What the task asks
Leave out the pictures and return every entry exactly as it appears.

* START Input for this task *

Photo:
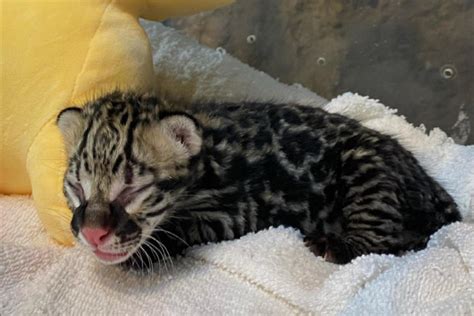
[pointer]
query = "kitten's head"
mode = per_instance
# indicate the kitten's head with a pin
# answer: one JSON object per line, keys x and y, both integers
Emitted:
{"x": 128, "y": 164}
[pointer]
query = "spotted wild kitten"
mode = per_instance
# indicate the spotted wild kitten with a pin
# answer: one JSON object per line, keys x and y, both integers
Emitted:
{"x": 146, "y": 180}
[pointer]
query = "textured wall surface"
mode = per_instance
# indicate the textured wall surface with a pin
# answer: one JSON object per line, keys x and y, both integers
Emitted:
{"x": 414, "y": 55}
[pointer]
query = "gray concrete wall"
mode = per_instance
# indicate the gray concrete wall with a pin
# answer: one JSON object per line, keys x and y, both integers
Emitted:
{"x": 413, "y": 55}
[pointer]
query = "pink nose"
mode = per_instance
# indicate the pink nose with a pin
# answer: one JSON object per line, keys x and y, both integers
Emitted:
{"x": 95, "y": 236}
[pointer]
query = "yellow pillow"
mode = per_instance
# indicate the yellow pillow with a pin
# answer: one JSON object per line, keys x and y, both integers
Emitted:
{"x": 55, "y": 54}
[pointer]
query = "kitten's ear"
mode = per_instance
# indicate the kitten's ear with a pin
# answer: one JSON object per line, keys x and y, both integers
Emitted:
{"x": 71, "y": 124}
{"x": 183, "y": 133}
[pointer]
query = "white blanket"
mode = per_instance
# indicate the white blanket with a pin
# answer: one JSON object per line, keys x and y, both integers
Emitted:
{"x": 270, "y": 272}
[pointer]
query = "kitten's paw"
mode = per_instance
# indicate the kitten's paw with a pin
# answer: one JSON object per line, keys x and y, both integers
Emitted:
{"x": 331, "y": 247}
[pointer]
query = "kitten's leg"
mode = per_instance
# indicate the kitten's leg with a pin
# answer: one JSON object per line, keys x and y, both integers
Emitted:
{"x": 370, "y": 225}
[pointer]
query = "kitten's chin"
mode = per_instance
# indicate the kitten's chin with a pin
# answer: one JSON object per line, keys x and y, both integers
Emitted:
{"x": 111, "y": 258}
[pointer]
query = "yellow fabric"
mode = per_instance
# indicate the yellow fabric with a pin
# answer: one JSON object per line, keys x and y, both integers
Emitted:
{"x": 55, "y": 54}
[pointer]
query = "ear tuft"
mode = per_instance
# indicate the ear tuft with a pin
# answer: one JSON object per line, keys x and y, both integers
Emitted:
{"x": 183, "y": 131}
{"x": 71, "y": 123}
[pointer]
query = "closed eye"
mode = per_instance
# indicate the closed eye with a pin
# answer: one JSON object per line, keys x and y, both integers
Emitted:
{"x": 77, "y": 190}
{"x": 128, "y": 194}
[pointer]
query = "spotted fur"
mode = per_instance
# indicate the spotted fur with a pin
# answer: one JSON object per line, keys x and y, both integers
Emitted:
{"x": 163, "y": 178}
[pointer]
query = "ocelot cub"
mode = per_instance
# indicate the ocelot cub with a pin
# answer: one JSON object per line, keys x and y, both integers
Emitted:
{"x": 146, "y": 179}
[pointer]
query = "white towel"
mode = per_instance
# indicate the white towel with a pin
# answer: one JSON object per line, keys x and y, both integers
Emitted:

* END Input for this task *

Exercise output
Photo:
[pointer]
query = "kitten's head"
mode = per_instance
# indicate the kitten's head with a pin
# answer: one JSON object per line, keys x and y, both integers
Emitted:
{"x": 128, "y": 164}
[pointer]
query = "spotted wild kitten"
mode = per_instance
# indicate the spotted wild kitten with a pin
# answer: one JSON object per line, keys x and y, both integers
Emitted:
{"x": 146, "y": 180}
[pointer]
query = "textured wall surface"
mode = per_instance
# indicate the textured wall surface with a pin
# answer: one JSON object per line, keys x and y, both integers
Emitted:
{"x": 414, "y": 55}
[pointer]
query = "gray concrete wall"
mode = per_instance
# indicate the gray concrete wall with a pin
# answer: one JSON object per line, keys x and y, both integers
Emitted:
{"x": 413, "y": 55}
[pointer]
query = "pink nose"
mode = per_instance
# indicate the pink nose with a pin
# answer: one JSON object per line, keys x and y, both integers
Emitted:
{"x": 95, "y": 236}
[pointer]
query = "yellow pillow"
mode = per_instance
# indicate the yellow pillow with a pin
# answer: one JSON object per line, keys x and y, both integers
Emitted:
{"x": 55, "y": 54}
[pointer]
query = "kitten's ear"
mode = per_instance
# indicate the kitten's ear with a pin
# answer: one JSON object per line, keys x and y, both integers
Emitted:
{"x": 71, "y": 124}
{"x": 183, "y": 133}
[pointer]
query = "white blanket"
mode = per_instance
# indicate the white blanket with a pin
# answer: one JSON object per line, keys x and y, both integers
Emitted:
{"x": 270, "y": 272}
[pointer]
query = "kitten's paw"
mode = per_instance
# indicate the kitten's paw with a pin
# answer: one JSON object per line, keys x and y, both integers
Emitted:
{"x": 331, "y": 247}
[pointer]
query = "kitten's leg"
mode = per_instance
# indicate the kitten's leg with a pin
# answer: one JSON object per line, keys x and y, both integers
Emitted:
{"x": 370, "y": 225}
[pointer]
query = "kitten's chin"
mode = per_instance
# indicate the kitten's chin with a pin
# answer: one JSON object per line, keys x and y, both integers
Emitted:
{"x": 111, "y": 258}
[pointer]
query = "yellow fabric"
mode = per_instance
# indicate the yellow fabric with a pin
# answer: one JSON object per line, keys x and y, both integers
Emitted:
{"x": 55, "y": 54}
[pointer]
query = "ear tuft"
mode = per_instance
# indicate the ear tuft with a pin
# answer: one JSON object per line, keys x and y, both integers
Emitted:
{"x": 183, "y": 131}
{"x": 71, "y": 123}
[pointer]
query = "closed eye"
mode = per_instance
# indicate the closed eye with a pin
# answer: one JSON object per line, keys x and y, both integers
Emitted:
{"x": 77, "y": 190}
{"x": 128, "y": 194}
[pointer]
query = "spotted fur"
mode = per_instance
# indicate the spotted fur with a pin
# answer: one JSON object per line, keys x and y, both integers
Emitted:
{"x": 163, "y": 178}
[pointer]
query = "ocelot cub"
mode = per_instance
# indicate the ocelot cub with a pin
# answer: one JSON object per line, keys x and y, both integers
Emitted:
{"x": 146, "y": 179}
[pointer]
query = "white towel"
mode = per_instance
# indicate the white towel with a pin
# answer: one JSON object per line, keys x and y, both integers
Emitted:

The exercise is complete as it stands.